▶ [Source data]
== Segment start ==
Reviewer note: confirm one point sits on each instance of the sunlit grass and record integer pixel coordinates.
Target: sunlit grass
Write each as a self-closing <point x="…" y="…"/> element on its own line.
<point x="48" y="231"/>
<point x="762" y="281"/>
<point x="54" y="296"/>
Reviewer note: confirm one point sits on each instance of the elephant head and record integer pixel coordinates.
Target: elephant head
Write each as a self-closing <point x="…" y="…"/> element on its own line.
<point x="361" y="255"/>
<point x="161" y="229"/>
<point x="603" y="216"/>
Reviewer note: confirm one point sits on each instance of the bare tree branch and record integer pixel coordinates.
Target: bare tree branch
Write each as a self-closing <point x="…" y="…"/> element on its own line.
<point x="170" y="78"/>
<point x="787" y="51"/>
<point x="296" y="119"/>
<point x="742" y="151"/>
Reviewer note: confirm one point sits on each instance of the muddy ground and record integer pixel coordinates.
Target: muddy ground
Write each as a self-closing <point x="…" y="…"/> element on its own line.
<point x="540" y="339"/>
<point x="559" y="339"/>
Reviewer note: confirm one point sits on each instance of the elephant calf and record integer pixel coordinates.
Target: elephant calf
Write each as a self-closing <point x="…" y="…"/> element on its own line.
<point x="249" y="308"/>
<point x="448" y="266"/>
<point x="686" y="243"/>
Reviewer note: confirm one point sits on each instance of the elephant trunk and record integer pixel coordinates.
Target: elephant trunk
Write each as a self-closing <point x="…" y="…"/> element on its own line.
== Segment end ==
▶ [ACTIVITY] Scan the records above and report every line with the string "tree".

▶ [YOUR SOLUTION]
Reviewer note: confirm one point sits on each instance of the bare tree branch and record integer pixel coordinates.
Target: bare tree branch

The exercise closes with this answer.